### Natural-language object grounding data

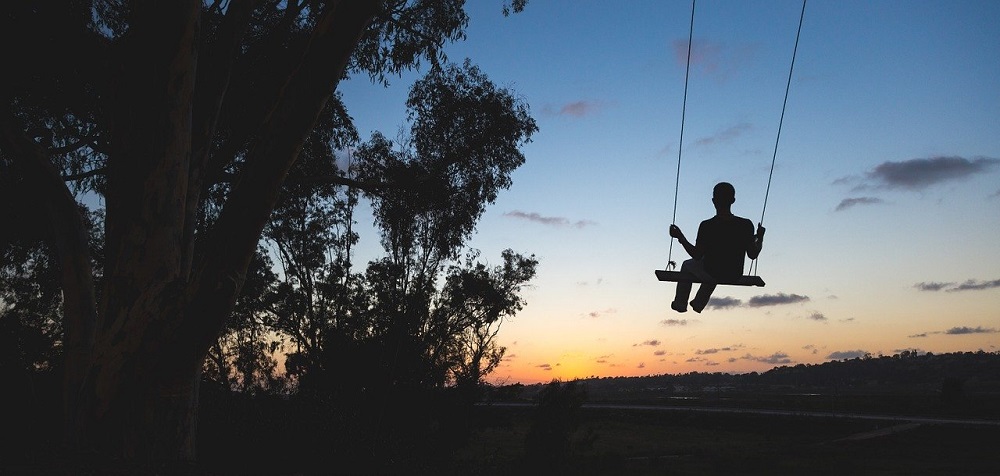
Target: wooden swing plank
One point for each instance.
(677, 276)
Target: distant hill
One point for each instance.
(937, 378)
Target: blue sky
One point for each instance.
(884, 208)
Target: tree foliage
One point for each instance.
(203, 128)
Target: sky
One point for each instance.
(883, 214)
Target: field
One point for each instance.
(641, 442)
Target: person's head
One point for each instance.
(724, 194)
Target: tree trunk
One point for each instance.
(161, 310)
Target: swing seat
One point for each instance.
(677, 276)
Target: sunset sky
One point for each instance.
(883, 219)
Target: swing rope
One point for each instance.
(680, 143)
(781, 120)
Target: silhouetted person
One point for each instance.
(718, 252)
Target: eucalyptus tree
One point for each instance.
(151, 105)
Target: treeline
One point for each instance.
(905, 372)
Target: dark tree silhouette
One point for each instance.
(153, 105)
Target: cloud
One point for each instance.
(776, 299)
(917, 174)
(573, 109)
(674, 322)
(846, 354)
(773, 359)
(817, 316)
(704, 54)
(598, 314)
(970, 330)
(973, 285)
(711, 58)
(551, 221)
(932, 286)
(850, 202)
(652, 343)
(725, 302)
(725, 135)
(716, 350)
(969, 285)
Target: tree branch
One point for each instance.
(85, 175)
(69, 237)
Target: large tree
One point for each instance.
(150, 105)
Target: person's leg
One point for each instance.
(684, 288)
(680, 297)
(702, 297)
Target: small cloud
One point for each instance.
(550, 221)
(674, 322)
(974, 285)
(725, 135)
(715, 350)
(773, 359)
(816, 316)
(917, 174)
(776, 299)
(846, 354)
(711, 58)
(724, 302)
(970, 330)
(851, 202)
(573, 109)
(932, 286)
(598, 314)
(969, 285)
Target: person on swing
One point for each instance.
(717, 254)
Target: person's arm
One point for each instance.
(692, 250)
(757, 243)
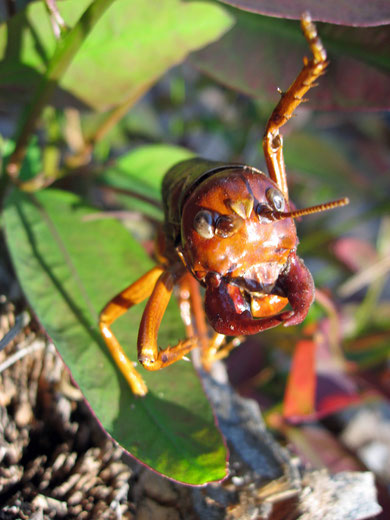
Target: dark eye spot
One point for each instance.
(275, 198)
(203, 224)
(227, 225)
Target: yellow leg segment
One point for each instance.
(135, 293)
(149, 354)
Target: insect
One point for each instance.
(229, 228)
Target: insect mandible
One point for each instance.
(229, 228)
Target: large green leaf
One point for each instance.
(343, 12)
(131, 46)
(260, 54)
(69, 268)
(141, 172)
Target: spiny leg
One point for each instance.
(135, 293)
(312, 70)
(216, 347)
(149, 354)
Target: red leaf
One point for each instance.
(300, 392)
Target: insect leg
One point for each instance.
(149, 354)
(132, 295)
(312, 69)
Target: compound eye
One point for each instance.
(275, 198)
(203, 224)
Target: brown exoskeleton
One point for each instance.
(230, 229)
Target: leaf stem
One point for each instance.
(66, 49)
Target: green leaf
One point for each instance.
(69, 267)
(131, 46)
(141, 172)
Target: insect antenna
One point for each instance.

### Task prompt
Could you print all of the entries above exactly as written, minus the pictures?

### Output
Target: wooden swing plank
One point for each instance.
(677, 276)
Target: distant hill
One point for each instance.
(937, 378)
Target: blue sky
One point for each instance.
(884, 208)
Target: tree foliage
One point for each instance.
(203, 128)
Target: sky
One point for each instance.
(883, 214)
Target: field
One point for each instance.
(641, 442)
Target: person's head
One point for each instance.
(724, 194)
Target: tree trunk
One point for each instance.
(161, 310)
Target: swing seat
One point for each instance.
(677, 276)
Target: sunset sky
One point for each instance.
(883, 219)
Target: swing rope
One point for each instance.
(680, 143)
(781, 120)
Target: silhouetted person
One point for each instance.
(718, 252)
Target: eucalyptus tree
One point for each instance.
(151, 105)
Target: treeline
One point for each instance.
(905, 372)
Target: dark tree silhouette
One point for each instance.
(153, 105)
Target: cloud
One point for each instance.
(776, 299)
(917, 174)
(573, 109)
(674, 322)
(846, 354)
(773, 359)
(817, 316)
(704, 54)
(598, 314)
(970, 330)
(973, 285)
(711, 58)
(551, 221)
(932, 286)
(850, 202)
(652, 343)
(725, 302)
(725, 135)
(716, 350)
(969, 285)
Target: tree branch
One point for each instance.
(85, 175)
(69, 237)
Target: large tree
One point for each instance.
(150, 105)
Target: person's leg
One point for each instance.
(684, 288)
(680, 297)
(702, 297)
Target: small cloud
One point for each instance.
(550, 221)
(674, 322)
(974, 285)
(725, 135)
(715, 350)
(773, 359)
(816, 316)
(917, 174)
(776, 299)
(846, 354)
(711, 58)
(724, 302)
(970, 330)
(851, 202)
(573, 109)
(932, 286)
(598, 314)
(969, 285)
Target: person on swing
One point for each instance.
(717, 254)
Target: person's arm
One point for each instance.
(692, 250)
(757, 243)
Target: dark eye spot
One point for each instance.
(275, 198)
(203, 224)
(227, 225)
Target: yellow leg segment
One point for each instance.
(135, 293)
(149, 354)
Target: insect
One point for each instance.
(229, 228)
Target: insect mandible
One point for each instance.
(229, 228)
Target: large green leaf
One point for each instance.
(343, 12)
(131, 46)
(260, 54)
(69, 268)
(141, 172)
Target: spiny leg
One point for each instance.
(135, 293)
(312, 70)
(216, 347)
(149, 354)
Target: red leaf
One point for each instance.
(300, 392)
Target: insect leg
One point for each instance.
(149, 354)
(132, 295)
(312, 69)
Target: compound eye
One point for each instance.
(275, 198)
(203, 224)
Target: brown exoskeleton
One point for each instance.
(230, 229)
Target: leaf stem
One point for each instance.
(66, 49)
Target: green leaf
One point for each instance.
(69, 267)
(131, 46)
(141, 172)
Target: insect antenna
One point for each instance.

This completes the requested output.